◆ What needs to be done:
Report every line in the records below that contains the word "wetsuit", reproducing each such line in full.

◆ Raw data:

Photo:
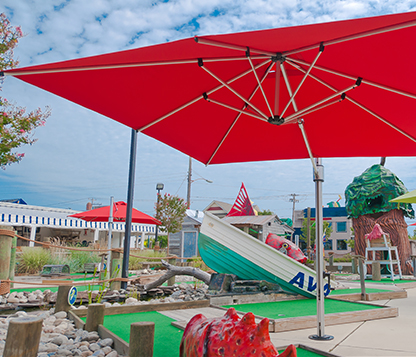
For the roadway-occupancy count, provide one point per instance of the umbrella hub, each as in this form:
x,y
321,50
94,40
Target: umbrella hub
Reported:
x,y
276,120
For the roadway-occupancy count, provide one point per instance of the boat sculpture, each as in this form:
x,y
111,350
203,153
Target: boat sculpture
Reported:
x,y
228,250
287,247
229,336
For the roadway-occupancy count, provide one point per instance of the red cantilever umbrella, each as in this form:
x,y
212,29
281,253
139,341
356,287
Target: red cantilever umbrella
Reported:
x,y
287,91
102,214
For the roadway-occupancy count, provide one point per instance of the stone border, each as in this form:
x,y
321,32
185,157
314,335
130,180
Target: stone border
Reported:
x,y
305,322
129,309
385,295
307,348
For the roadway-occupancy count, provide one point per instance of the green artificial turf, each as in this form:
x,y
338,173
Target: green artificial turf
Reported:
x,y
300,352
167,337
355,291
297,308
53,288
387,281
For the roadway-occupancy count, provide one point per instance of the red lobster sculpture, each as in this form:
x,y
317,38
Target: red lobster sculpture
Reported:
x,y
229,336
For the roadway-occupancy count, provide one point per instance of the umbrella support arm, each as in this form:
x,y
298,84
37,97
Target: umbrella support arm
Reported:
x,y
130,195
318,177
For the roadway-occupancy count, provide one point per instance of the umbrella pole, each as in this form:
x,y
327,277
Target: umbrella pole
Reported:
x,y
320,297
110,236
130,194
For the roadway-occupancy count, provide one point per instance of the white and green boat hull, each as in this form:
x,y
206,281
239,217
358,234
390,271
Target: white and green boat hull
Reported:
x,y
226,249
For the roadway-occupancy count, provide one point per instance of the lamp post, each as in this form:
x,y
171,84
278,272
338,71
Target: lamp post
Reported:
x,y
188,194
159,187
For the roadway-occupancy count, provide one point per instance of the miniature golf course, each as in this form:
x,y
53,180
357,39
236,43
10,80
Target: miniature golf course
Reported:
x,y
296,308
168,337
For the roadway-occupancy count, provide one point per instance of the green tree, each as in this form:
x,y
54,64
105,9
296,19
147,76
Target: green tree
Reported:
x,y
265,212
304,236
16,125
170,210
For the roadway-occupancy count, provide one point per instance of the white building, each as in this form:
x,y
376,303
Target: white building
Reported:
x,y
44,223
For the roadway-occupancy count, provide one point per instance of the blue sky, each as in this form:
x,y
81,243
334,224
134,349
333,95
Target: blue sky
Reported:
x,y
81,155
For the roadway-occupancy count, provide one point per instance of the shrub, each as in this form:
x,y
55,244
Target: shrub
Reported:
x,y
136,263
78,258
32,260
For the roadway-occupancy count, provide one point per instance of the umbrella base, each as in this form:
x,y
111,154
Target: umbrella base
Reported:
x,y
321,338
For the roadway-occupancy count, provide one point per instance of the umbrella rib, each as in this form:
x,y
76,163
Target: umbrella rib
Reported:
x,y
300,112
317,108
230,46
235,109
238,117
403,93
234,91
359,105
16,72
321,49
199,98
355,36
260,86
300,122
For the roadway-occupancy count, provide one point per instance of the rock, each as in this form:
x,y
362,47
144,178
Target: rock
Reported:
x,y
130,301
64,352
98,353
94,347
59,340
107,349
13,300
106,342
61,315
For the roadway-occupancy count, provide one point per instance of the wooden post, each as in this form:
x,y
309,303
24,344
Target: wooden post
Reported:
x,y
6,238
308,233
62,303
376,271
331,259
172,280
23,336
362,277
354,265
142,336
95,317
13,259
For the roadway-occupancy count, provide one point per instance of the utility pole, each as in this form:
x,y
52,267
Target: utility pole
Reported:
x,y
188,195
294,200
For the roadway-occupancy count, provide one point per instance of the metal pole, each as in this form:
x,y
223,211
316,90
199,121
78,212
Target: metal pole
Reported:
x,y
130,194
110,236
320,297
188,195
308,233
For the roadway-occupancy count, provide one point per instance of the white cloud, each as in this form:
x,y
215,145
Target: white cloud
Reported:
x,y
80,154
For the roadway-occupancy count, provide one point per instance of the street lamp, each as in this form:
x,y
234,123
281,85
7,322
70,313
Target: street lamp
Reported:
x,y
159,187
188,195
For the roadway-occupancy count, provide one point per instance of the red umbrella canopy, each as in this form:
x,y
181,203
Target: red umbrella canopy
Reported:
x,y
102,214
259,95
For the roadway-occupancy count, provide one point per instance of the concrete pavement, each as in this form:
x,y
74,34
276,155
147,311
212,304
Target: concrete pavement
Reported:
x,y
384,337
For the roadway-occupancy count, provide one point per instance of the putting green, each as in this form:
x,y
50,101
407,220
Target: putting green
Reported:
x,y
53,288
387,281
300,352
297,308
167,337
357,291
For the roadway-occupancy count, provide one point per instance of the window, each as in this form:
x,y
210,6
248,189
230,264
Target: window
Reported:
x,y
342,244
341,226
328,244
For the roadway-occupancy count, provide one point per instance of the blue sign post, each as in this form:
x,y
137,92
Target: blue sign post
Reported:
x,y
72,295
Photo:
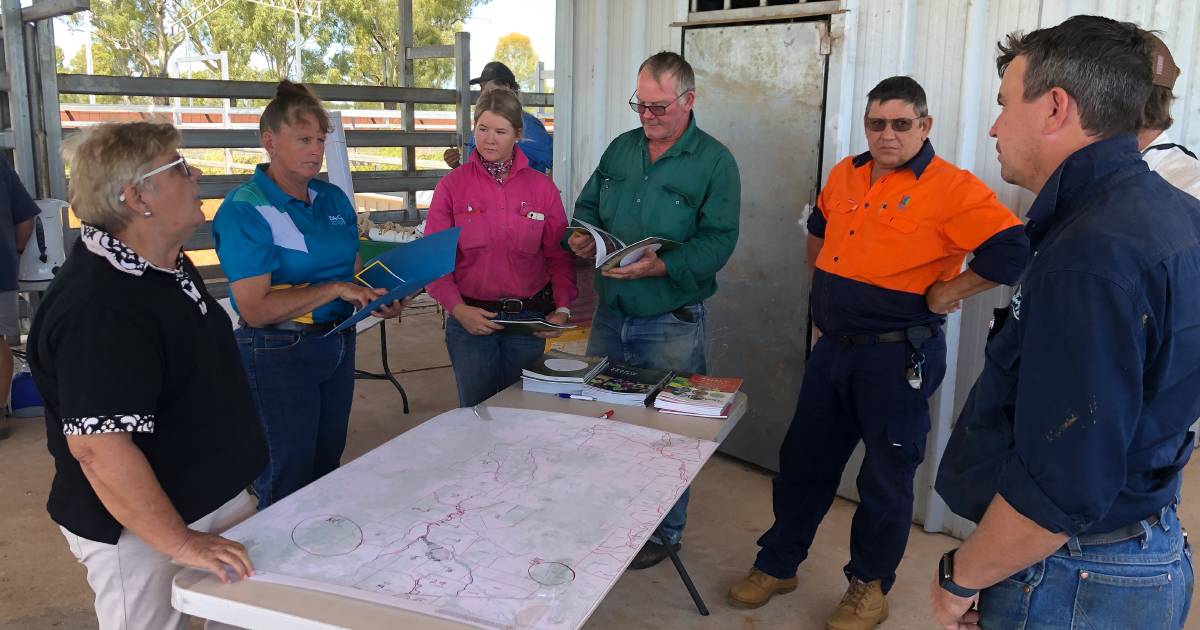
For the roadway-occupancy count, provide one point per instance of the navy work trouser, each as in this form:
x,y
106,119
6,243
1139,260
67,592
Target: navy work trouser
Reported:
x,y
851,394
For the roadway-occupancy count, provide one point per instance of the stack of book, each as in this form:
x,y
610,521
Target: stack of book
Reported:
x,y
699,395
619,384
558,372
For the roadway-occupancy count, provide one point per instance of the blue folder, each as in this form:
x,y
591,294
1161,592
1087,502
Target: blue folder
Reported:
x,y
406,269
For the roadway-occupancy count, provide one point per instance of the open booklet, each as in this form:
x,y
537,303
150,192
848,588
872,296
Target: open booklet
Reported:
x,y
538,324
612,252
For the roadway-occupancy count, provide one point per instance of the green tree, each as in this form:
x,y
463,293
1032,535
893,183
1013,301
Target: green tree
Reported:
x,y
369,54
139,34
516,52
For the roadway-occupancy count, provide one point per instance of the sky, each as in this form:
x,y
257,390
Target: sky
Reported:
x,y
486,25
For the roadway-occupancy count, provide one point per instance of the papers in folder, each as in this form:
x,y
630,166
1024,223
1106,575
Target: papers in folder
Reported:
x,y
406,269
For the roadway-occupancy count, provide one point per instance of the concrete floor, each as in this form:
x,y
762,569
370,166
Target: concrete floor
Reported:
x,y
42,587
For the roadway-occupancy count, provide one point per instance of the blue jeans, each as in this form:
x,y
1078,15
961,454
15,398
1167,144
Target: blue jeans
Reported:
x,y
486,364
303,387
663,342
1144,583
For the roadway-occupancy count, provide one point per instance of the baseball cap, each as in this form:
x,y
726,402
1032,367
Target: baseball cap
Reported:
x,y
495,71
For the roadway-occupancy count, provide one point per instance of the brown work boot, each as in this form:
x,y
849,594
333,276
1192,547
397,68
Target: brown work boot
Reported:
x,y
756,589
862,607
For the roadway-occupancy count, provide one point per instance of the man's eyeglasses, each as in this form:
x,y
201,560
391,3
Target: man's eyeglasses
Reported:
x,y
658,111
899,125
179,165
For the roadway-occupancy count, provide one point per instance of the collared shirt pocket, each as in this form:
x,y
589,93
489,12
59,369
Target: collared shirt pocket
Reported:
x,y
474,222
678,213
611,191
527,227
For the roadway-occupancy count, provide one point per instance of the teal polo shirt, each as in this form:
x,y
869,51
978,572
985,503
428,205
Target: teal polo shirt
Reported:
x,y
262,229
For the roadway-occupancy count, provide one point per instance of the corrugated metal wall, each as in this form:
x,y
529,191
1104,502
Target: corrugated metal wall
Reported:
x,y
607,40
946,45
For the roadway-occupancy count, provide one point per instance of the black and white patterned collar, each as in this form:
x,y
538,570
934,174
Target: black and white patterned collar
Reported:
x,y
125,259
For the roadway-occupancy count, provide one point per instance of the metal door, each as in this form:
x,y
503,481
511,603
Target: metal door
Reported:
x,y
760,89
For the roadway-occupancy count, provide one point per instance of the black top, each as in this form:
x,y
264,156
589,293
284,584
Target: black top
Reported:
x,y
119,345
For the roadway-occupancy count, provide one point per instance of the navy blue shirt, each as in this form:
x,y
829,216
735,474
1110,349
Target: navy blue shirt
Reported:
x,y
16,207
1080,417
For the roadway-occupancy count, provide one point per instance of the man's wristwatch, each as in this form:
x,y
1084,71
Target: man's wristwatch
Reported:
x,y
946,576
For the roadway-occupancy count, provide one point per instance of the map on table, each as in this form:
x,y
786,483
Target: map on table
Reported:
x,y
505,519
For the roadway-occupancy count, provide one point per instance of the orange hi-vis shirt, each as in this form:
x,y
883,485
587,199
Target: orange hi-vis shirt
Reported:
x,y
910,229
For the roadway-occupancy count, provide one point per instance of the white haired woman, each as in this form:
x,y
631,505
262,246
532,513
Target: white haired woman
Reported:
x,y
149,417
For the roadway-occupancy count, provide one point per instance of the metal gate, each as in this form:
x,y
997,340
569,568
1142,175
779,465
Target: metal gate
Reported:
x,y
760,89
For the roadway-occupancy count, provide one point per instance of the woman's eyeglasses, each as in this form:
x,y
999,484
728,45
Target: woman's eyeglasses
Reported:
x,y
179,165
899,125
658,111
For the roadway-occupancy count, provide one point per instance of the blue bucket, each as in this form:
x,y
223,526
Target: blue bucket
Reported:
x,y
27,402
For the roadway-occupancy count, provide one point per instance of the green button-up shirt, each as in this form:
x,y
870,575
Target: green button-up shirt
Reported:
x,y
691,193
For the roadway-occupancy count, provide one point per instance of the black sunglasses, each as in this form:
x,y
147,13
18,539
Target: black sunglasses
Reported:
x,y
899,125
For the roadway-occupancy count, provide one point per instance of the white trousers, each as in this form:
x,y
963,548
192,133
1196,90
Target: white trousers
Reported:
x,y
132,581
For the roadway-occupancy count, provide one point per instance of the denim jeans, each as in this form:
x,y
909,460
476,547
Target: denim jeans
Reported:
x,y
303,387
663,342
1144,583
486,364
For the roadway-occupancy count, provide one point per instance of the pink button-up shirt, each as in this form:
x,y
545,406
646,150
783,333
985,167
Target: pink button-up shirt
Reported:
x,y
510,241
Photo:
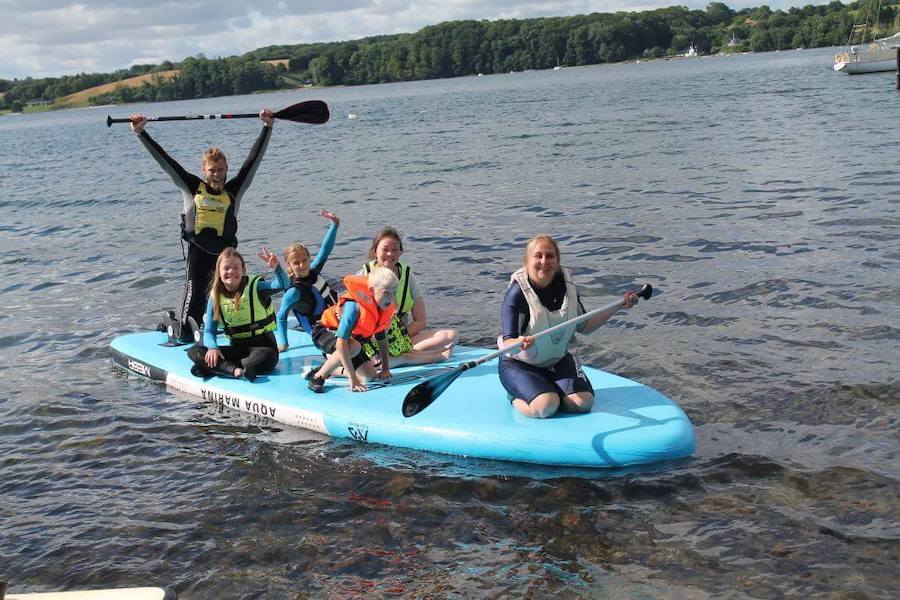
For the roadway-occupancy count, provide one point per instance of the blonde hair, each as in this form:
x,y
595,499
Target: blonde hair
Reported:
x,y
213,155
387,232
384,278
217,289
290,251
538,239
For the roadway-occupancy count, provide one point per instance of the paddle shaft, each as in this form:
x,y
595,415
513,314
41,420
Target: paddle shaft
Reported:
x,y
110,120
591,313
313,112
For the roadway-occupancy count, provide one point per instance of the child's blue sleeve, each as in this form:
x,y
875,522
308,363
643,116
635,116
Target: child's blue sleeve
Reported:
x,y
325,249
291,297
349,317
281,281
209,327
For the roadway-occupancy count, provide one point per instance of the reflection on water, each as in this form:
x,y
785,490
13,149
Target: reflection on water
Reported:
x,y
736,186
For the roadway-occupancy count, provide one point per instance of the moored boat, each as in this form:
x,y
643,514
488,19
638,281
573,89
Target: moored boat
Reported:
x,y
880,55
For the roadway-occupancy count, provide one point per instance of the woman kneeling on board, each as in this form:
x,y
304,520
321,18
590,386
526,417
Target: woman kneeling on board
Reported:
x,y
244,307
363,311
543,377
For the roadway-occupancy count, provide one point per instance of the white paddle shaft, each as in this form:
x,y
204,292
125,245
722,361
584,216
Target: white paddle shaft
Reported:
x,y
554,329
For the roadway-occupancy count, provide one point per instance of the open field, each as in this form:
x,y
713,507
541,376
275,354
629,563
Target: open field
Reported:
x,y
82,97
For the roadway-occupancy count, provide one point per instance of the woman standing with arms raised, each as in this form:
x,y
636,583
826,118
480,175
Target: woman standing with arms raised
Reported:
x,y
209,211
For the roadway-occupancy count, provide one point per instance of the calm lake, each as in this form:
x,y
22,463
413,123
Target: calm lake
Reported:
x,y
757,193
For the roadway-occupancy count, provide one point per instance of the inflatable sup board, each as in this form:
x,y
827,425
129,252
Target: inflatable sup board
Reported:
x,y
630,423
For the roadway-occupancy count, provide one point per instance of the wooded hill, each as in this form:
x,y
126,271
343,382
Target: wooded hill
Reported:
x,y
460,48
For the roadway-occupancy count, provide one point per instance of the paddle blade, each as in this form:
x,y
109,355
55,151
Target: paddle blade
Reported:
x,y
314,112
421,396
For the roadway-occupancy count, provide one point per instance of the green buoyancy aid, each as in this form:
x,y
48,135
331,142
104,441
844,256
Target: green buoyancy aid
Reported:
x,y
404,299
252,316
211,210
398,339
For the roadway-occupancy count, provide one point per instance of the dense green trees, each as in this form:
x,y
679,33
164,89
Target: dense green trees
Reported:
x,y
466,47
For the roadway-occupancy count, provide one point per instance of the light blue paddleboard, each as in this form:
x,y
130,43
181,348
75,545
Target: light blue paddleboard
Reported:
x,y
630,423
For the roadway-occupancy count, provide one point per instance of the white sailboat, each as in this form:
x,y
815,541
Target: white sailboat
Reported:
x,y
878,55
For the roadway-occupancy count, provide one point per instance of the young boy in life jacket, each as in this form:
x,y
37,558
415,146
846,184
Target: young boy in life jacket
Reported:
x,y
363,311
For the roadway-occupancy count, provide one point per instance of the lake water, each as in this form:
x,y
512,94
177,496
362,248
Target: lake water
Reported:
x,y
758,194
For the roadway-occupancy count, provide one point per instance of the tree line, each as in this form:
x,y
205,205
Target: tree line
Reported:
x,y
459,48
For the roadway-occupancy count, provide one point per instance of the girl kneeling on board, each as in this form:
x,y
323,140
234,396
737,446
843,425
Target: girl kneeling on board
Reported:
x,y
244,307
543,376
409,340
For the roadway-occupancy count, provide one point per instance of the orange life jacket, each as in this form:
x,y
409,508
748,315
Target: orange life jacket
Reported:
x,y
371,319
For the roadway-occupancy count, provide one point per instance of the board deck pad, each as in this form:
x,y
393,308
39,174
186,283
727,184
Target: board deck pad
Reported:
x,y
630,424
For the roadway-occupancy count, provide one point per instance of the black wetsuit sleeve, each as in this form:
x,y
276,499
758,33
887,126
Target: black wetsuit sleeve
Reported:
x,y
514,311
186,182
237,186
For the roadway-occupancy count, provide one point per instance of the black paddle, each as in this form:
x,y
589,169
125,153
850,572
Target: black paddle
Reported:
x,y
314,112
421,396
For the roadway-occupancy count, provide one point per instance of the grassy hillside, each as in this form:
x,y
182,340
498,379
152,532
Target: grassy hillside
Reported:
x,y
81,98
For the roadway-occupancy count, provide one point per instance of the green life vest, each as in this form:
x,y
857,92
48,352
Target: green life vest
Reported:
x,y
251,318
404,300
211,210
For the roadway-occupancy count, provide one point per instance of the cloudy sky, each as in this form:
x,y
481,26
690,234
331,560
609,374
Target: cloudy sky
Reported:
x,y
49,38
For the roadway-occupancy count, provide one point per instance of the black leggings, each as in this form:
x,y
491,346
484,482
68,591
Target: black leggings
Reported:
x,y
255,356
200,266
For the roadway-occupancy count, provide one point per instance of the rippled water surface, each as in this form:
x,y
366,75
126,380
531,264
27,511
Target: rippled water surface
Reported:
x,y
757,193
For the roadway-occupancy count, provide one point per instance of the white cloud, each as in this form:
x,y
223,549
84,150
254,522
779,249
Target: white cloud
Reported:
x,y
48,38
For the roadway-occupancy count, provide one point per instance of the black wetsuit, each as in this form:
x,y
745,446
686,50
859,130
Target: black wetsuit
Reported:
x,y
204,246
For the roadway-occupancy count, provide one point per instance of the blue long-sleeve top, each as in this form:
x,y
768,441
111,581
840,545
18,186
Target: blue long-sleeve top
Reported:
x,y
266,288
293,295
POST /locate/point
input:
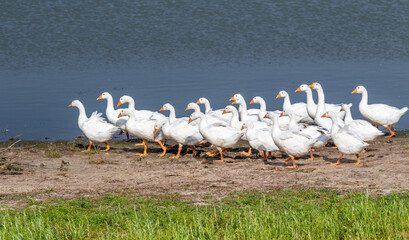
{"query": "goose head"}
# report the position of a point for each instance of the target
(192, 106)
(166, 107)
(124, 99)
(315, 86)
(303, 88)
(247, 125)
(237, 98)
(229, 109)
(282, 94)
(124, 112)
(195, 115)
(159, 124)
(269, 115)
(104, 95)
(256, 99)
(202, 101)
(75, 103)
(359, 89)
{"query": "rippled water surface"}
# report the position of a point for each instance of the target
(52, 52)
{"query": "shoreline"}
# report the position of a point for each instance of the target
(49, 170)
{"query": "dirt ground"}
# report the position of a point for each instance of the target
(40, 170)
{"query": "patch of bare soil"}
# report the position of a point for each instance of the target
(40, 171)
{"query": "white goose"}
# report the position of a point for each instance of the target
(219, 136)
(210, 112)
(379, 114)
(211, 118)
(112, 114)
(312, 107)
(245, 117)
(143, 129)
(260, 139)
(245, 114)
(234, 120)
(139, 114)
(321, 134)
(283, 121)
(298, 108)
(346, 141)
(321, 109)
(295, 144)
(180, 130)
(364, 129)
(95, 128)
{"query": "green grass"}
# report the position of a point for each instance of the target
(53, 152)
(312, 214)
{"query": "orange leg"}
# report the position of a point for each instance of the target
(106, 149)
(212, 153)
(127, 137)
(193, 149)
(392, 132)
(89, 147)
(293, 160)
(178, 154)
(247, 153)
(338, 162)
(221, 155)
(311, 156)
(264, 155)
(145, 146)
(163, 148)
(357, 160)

◆ Problem solution:
For the roadway-occupancy count, provide one point per instance of the black wetsuit sleeve, each as in this form:
Target: black wetsuit sleeve
For the roadway-occupancy count, provide one point per instance of the black wetsuit, each as in this form:
Target: black wetsuit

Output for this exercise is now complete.